▶ **Given passage**
#####

| Title: | Bandit-Based Experiments and Policy Evaluation |
| Version: | 1.0.0 |
| Description: | Frequentist inference on adaptively generated data. The methods implemented are based on Zhan et al. (2021) <doi:10.48550/arXiv.2106.02029> and Hadad et al. (2021) <doi:10.48550/arXiv.1911.02768>. For illustration, several functions for simulating non-contextual and contextual adaptive experiments using Thompson sampling are also supplied. |
| License: | GPL (≥ 3) |
| Encoding: | UTF-8 |
| RoxygenNote: | 7.2.3 |
| URL: | https://github.com/UChicago-pol-methods/banditsCI, https://uchicago-pol-methods.github.io/banditsCI/ |
| BugReports: | https://github.com/UChicago-pol-methods/banditsCI/issues |
| Suggests: | knitr (≥ 1.43), rmarkdown (≥ 2.23), testthat (≥ 3.0.0) |
| Config/testthat/edition: | 3 |
| Imports: | glmnet (≥ 4.1-6), MASS (≥ 7.3-56), mvtnorm (≥ 1.2-2), Rdpack (≥ 2.6) |
| RdMacros: | Rdpack |
| Collate: | 'experiment_utils.R' 'adaptive_utils.R' 'errors.R' |
| VignetteBuilder: | knitr |
| Depends: | R (≥ 3.5.0) |
| NeedsCompilation: | no |
| Packaged: | 2024-11-26 14:18:18 UTC; moffer |
| Author: | Molly Offer-Westort
 [aut, cre,
cph],
Yinghui Zhou
[aut],
Ruohan Zhan [aut] |
| Maintainer: | Molly Offer-Westort <mollyow@gmail.com> |
| Repository: | CRAN |
| Date/Publication: | 2024-11-29 09:20:02 UTC |
Check Number of Observations for Inference
Description
This function checks if the number of observations is greater than 1, which is required for conducting inference.

#####

▶ **Required task 1**
Extract every line in the entries below that contains the word "desk".

#####

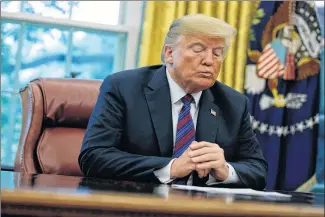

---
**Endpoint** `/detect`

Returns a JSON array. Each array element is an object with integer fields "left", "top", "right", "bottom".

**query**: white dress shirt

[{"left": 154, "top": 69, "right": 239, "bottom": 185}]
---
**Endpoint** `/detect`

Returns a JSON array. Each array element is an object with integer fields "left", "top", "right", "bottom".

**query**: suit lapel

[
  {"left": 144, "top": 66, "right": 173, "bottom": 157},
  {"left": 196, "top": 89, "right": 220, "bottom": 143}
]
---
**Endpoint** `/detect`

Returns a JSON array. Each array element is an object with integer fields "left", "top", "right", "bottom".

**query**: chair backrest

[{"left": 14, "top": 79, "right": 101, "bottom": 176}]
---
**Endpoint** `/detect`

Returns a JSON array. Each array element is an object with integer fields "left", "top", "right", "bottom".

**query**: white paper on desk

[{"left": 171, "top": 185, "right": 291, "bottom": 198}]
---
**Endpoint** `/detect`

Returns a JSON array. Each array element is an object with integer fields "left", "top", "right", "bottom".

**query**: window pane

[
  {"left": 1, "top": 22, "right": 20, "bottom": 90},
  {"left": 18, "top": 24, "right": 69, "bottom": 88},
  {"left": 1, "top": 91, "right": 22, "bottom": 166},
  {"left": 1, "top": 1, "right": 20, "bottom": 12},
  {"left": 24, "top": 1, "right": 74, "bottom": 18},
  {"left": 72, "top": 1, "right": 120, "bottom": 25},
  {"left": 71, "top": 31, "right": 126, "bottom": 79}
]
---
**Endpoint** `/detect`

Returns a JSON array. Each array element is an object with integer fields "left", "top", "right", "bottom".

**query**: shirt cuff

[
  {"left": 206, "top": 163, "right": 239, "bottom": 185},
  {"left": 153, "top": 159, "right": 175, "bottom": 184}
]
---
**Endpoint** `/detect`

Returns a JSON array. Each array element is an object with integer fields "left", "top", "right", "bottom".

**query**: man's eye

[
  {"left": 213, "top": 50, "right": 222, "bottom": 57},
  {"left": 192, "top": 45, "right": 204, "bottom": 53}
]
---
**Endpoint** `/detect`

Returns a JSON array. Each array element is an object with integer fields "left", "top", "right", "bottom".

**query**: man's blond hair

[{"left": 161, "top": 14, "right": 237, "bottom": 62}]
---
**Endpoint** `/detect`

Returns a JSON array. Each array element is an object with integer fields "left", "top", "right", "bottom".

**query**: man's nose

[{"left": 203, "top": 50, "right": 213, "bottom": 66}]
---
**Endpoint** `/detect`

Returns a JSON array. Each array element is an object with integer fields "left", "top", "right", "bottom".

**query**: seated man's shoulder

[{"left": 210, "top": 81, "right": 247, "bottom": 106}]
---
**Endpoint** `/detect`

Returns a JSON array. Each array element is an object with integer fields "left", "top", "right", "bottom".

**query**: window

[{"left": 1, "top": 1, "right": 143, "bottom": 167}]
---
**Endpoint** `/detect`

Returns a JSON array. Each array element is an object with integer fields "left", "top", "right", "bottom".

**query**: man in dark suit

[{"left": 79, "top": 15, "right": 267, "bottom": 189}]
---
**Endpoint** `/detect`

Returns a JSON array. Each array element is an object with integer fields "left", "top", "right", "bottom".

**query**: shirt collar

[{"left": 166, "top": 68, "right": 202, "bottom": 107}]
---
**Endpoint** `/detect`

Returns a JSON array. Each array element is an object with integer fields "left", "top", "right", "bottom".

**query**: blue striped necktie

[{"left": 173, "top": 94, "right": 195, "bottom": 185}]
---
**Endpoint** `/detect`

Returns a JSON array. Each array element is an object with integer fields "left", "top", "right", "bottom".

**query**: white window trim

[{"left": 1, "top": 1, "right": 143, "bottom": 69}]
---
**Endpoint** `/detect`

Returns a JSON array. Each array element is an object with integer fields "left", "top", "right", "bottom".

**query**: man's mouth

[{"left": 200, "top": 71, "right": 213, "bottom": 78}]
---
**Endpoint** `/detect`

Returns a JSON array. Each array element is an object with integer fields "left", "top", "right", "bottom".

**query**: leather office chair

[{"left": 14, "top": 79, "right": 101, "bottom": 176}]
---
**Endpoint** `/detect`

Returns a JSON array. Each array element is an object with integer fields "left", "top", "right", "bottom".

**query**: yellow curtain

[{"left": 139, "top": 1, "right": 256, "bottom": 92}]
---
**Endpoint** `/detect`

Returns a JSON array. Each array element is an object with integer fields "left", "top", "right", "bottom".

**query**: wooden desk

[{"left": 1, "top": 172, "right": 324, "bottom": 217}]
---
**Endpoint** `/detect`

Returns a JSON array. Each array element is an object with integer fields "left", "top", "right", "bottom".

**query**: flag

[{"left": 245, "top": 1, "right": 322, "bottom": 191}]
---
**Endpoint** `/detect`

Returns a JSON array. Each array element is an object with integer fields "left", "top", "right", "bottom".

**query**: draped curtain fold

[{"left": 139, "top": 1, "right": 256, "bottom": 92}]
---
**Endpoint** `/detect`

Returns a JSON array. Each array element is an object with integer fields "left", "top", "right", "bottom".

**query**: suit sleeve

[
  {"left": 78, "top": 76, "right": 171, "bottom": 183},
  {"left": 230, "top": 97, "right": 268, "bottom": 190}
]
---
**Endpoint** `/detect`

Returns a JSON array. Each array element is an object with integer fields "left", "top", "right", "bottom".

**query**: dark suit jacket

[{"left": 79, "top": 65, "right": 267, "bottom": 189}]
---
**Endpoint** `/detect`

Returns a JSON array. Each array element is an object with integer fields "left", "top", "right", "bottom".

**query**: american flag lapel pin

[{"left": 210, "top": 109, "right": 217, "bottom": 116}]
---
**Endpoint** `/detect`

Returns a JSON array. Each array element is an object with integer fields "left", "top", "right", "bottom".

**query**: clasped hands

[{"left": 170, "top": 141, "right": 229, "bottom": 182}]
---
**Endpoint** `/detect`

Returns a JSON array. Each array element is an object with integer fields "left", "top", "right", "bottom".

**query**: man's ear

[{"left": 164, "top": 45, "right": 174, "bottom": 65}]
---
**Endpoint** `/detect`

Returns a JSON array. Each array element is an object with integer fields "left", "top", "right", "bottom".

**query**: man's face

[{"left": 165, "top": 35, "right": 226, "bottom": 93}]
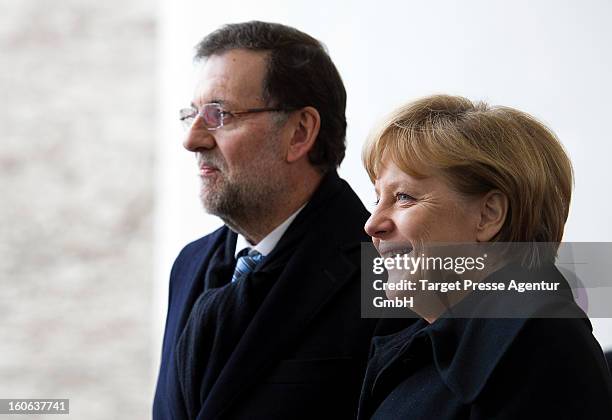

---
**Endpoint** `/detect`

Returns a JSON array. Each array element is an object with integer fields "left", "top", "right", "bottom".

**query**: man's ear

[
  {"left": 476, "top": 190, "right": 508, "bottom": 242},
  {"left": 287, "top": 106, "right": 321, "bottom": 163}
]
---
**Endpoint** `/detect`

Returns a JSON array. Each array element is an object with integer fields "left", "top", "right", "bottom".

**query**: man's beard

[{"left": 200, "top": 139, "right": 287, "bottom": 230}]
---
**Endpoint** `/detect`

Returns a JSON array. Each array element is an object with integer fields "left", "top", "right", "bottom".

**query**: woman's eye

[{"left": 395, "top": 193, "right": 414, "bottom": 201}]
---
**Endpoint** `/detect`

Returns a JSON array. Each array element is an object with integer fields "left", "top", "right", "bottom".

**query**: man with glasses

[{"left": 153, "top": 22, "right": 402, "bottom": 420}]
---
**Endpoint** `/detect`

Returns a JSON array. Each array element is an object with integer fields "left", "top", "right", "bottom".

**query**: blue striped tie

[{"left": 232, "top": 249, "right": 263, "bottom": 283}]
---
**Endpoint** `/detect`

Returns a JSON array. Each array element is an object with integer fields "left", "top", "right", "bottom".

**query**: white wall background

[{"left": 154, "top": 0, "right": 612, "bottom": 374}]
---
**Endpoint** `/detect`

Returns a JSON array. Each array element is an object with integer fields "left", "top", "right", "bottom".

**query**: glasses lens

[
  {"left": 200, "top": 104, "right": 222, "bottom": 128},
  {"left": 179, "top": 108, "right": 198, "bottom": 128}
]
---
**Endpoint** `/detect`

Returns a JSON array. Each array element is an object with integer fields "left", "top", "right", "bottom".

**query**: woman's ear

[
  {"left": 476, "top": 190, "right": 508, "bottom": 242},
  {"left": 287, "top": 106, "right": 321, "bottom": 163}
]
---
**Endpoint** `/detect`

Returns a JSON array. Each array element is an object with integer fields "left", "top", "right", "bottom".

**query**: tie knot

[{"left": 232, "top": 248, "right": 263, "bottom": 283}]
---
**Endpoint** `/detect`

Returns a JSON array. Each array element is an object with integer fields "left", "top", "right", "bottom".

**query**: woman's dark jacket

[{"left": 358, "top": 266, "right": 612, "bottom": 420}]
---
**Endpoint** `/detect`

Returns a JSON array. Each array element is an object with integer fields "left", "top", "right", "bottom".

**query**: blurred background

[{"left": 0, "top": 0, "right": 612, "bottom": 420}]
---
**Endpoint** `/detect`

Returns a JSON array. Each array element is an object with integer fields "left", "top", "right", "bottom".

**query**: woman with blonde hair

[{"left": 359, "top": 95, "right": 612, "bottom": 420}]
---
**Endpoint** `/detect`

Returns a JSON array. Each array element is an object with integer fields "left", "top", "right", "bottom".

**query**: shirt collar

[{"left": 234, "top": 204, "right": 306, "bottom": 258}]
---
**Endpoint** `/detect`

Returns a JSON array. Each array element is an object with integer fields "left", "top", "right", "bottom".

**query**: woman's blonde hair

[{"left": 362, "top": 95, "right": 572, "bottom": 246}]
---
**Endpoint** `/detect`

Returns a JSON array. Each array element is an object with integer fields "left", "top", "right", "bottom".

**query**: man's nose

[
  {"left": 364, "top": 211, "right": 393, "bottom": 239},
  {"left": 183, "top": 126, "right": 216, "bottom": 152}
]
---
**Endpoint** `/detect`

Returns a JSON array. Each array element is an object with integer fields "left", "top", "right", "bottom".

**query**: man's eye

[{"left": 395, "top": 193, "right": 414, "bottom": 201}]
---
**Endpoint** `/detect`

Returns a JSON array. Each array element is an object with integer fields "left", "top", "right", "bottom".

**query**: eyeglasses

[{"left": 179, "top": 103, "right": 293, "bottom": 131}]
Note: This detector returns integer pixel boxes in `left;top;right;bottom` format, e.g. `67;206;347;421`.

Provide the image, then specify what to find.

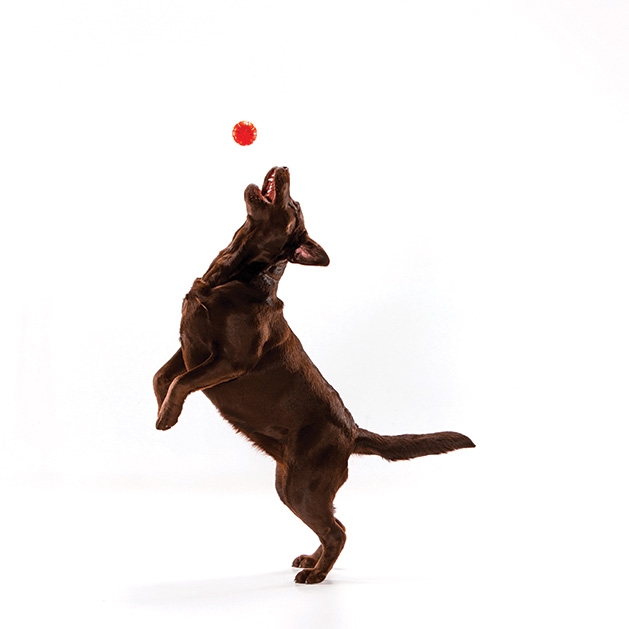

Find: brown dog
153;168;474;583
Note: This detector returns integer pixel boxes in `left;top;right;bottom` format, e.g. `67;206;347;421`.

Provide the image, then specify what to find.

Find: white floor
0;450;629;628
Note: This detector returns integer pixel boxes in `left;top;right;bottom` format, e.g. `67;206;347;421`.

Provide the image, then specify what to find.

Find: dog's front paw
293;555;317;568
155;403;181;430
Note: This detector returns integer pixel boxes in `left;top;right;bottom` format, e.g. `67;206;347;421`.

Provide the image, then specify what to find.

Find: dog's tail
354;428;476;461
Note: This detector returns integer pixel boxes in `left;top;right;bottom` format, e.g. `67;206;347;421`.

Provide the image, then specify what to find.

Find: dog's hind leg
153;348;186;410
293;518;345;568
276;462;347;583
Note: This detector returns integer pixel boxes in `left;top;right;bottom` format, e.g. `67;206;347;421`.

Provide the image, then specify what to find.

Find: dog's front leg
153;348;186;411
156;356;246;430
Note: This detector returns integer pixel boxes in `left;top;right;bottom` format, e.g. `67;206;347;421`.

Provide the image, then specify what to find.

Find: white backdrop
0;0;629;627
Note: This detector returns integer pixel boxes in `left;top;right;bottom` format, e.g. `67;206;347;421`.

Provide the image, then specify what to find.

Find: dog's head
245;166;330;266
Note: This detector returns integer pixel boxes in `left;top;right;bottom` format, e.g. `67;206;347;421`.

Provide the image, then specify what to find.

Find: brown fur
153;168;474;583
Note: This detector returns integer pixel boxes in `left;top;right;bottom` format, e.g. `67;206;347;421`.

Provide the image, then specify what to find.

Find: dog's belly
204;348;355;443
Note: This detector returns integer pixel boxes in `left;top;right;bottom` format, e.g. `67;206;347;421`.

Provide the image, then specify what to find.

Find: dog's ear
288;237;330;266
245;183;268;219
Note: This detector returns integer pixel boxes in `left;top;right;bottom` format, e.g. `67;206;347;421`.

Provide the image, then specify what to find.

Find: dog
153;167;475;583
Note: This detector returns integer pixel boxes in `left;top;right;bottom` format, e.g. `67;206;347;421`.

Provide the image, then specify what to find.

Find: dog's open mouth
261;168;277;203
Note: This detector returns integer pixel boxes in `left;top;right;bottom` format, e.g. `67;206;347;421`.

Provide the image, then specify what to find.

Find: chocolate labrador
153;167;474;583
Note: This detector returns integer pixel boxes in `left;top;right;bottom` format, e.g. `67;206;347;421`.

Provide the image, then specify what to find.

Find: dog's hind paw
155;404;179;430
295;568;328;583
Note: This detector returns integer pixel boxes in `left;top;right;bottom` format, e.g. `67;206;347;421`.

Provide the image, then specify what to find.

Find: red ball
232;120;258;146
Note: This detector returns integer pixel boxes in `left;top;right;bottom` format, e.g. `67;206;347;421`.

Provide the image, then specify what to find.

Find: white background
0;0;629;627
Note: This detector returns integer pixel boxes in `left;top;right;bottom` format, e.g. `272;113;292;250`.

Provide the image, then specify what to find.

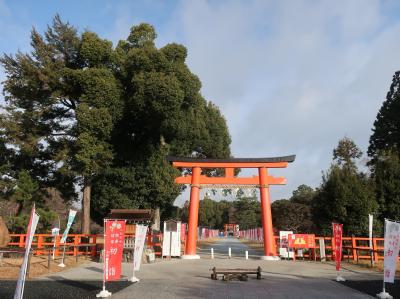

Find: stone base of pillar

#####

▶ **Required task 2**
Continue the bandit-experiments package documentation after its last sentence.

▶ **Task response 1**
**query**: white paper on desk
**query**: wooden desk

▶ **Task response 2**
Usage
.check_A(A)
Arguments
A |
An integer representing the number of observations. |
Value
Returns NULL if the number of observations is valid; otherwise, throws an error.
Check First Batch Validity
Description
This function checks if the first batch size is greater than or equal to the number of treatment arms.
Usage
.check_first_batch(batch_sizes, ys)
Arguments
batch_sizes |
A numeric vector specifying batch sizes. |
ys |
A matrix of counterfactual conditions. |
Value
Returns NULL if the first batch size is valid; otherwise, throws an error.
Check Shape Compatibility of Probability Objects
Description
This function checks the dimensional compatibility of 'gammahats' and 'contextual_probs'. It validates the dimensions and types based on whether the probability objects are contextual or non-contextual.
Usage
.check_shape(gammahats, contextual_probs)
Arguments
gammahats |
A matrix representing estimates. |
contextual_probs |
An object representing probabilities, either a matrix (non-contextual) or an array (contextual). |
Value
Returns NULL if the shapes and types are valid; otherwise, throws an error.
Linear Thompson Sampling model.
Description
Creates a linear Thompson Sampling model for multi-armed bandit problems.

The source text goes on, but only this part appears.